▶ Фрагмент интервью
════════════════
Заведующий кафедры теории музыки и композиции Казанской консерватории Александр Маклыгин рассказал лидеру «Русской инициативы» Юлии Серебрянской, хорошо ли это, когда среди классики есть попса, что из современной музыки войдёт в историю и зачем политикам ходить на концерты. Всё это – в очередном выпуске «Кофе вне политики».
— Александр Львович, я часто общаюсь с музыкантами, композиторами. Так вот у них есть своя «попса». То есть даже среди классических произведений есть те, которые чаще всего исполняются и становятся «хитами» на концертах. Такую популяризацию классики многие осуждают. А вы как к ней относитесь?
— Я с большим уважением отношусь к композиторам, которые пишут и симфонии, и песни. Дай бог, чтобы удавалось написать и хорошую песню, и хорошую симфонию.
— Ну возьмём того же Моцарта. У него есть не очень известные произведения, сложные для восприятия. Но на концертах чаще всего исполняют те, которые сто процентов понравятся публике. То, что среди классических произведений есть «хиты», — плохо?
— Очень хорошо, что вы вспомнили Моцарта. Потому что это действительно та личность, на которой можно привести кучу примеров. Мы, конечно, воспринимаем его в некоем бронзовом цвете. На самом деле, если посмотреть на его реальный портрет, не такой уж он красавец был. А вот что касается его творческого поведения, то он с удовольствием играл в вечерних венских клубах – мы бы сейчас их назвали ночными клубами — и это не считалось зазорным. Он участвовал во всевозможных баталиях. Или, скажем, для композитора его эпохи было престижно получить от бургомистра Вены заказ на написание какого-нибудь цикла танцев для городского праздника. Сейчас выпустили письма Моцарта, там чистого мата нет, но есть крепкие выражения. Получается, что, в общем-то, не такой уж он и «бронзовый». Потому он и писал музыку живую, которую слушаешь – и всё приходит в движение. Невероятно озорной, живой человек, которому были присущи многие человеческие слабости. Один из лучших танцоров Вены. Он как-то писал: «Вернулся с бала в 7 утра». А в 9 утра у него уже были ученики.
— Какие из современных композиций могут стать классикой, есть ли такие у вас на примете?
— Сейчас это трудно определить, потому что время всегда создаёт свою переакцентуацию. Ну, например, начало XX века. Мы не знали такого композитора — Клаудио Монтеверди. А он вдруг становится современнейшим музыкантом. Что уж говорить о песнях. Это более живой жанр, песни не пишутся для завтра, они пишутся для сегодня. Хотя, конечно, ряд песен, которые сейчас поют, останутся.
════════════════
▶ Задание 1
Верните фрагмент интервью, начиная со слов «Заведующий кафедры теории» и заканчивая словами «к ней относитесь?».
Интервью и записи взяты из разных источников.

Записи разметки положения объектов
════════════════
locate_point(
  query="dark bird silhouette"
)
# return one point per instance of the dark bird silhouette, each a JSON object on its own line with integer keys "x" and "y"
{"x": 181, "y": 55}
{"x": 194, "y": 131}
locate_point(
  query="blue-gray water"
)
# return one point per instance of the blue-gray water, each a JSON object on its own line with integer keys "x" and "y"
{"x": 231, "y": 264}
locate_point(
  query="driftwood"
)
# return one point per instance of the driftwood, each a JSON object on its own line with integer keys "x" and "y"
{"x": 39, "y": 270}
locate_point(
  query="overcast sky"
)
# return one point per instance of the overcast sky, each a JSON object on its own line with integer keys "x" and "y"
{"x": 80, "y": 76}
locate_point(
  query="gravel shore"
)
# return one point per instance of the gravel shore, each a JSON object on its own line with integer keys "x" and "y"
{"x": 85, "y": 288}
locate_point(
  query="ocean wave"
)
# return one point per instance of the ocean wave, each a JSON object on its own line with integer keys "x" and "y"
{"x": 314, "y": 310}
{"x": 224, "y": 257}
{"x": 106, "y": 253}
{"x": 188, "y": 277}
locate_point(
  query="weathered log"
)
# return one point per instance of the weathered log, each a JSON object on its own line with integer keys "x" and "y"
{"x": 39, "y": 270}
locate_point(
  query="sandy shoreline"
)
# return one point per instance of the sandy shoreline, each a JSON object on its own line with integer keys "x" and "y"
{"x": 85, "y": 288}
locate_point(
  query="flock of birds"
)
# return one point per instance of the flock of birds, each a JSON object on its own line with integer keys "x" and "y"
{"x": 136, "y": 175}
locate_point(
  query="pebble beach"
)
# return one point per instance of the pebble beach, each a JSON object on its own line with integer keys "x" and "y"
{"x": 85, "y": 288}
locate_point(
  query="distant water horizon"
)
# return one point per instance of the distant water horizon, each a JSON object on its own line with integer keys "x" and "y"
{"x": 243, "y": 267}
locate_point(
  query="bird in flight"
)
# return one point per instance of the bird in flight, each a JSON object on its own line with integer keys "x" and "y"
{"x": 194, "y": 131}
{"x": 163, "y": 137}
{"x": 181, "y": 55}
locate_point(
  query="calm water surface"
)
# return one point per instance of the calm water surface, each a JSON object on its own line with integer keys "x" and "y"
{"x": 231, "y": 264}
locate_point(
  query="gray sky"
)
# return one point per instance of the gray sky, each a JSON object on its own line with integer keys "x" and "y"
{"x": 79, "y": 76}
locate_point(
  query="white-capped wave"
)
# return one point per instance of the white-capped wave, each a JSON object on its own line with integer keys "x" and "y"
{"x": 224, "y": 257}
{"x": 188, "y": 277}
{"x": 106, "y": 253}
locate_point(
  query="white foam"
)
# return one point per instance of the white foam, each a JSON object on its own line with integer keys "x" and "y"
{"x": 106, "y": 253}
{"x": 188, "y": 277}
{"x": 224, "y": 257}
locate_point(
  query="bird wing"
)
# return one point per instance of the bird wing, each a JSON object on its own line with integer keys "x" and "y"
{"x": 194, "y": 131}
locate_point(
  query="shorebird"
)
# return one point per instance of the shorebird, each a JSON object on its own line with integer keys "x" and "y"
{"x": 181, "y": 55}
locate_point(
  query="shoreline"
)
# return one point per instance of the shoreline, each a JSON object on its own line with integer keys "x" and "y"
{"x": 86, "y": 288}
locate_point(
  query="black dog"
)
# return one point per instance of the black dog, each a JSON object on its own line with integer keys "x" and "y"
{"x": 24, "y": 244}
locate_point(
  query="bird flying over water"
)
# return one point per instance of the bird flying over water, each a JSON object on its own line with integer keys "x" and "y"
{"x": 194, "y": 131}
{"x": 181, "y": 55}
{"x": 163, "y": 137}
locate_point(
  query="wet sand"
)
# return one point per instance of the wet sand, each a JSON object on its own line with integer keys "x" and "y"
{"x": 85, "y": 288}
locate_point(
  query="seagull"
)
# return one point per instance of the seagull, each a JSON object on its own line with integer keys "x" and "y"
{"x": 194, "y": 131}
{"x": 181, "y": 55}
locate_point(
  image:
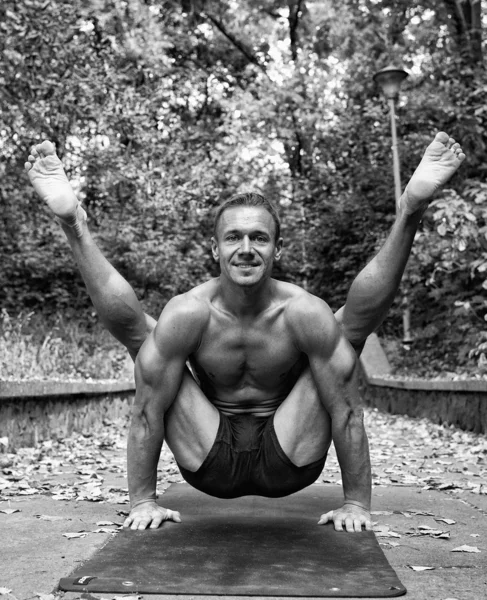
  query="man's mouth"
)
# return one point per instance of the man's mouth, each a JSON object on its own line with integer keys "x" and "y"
{"x": 245, "y": 265}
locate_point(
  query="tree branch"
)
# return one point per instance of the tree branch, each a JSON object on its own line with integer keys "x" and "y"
{"x": 236, "y": 42}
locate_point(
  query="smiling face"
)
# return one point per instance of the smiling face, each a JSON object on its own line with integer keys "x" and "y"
{"x": 245, "y": 244}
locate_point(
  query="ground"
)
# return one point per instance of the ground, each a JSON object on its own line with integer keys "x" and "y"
{"x": 429, "y": 498}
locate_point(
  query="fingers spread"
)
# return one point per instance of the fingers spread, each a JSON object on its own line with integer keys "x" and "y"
{"x": 325, "y": 518}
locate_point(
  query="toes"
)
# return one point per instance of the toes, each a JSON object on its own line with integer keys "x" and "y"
{"x": 46, "y": 148}
{"x": 442, "y": 137}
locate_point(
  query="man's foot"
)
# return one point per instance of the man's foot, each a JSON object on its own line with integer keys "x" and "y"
{"x": 49, "y": 180}
{"x": 441, "y": 159}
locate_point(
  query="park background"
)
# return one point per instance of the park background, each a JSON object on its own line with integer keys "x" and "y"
{"x": 161, "y": 109}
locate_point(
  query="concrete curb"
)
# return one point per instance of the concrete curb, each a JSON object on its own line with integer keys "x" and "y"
{"x": 39, "y": 389}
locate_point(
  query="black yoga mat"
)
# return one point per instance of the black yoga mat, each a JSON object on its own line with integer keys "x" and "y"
{"x": 249, "y": 546}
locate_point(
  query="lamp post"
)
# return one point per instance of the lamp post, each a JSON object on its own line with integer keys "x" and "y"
{"x": 390, "y": 79}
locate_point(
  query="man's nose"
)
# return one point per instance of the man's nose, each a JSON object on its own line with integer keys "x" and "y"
{"x": 245, "y": 246}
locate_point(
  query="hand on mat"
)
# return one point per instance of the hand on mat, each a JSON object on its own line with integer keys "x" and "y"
{"x": 351, "y": 516}
{"x": 150, "y": 515}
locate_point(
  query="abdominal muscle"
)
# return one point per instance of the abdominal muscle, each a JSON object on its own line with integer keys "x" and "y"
{"x": 261, "y": 408}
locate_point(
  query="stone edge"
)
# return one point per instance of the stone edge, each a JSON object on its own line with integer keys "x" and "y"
{"x": 42, "y": 389}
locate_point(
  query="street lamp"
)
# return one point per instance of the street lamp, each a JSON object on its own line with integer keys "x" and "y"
{"x": 390, "y": 79}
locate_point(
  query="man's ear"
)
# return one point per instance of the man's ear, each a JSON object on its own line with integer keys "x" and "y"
{"x": 278, "y": 250}
{"x": 214, "y": 249}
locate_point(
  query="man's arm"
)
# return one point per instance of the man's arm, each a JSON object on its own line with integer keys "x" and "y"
{"x": 159, "y": 369}
{"x": 333, "y": 364}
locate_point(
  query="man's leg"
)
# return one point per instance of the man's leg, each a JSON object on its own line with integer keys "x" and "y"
{"x": 301, "y": 423}
{"x": 112, "y": 296}
{"x": 190, "y": 425}
{"x": 374, "y": 289}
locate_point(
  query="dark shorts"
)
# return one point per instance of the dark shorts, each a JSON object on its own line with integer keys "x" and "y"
{"x": 246, "y": 459}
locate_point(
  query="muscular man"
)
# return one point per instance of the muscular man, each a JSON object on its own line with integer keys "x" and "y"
{"x": 273, "y": 371}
════════════════
▶ Задание 2
Определите и выпишите все строки записей, в которых встречается строка «silhouette».

▶ Готовый ответ 1
Заведующий кафедры теории музыки и композиции Казанской консерватории Александр Маклыгин рассказал лидеру «Русской инициативы» Юлии Серебрянской, хорошо ли это, когда среди классики есть попса, что из современной музыки войдёт в историю и зачем политикам ходить на концерты. Всё это – в очередном выпуске «Кофе вне политики».
— Александр Львович, я часто общаюсь с музыкантами, композиторами. Так вот у них есть своя «попса». То есть даже среди классических произведений есть те, которые чаще всего исполняются и становятся «хитами» на концертах. Такую популяризацию классики многие осуждают. А вы как к ней относитесь?

▶ Готовый ответ 2
  query="dark bird silhouette"
# return one point per instance of the dark bird silhouette, each a JSON object on its own line with integer keys "x" and "y"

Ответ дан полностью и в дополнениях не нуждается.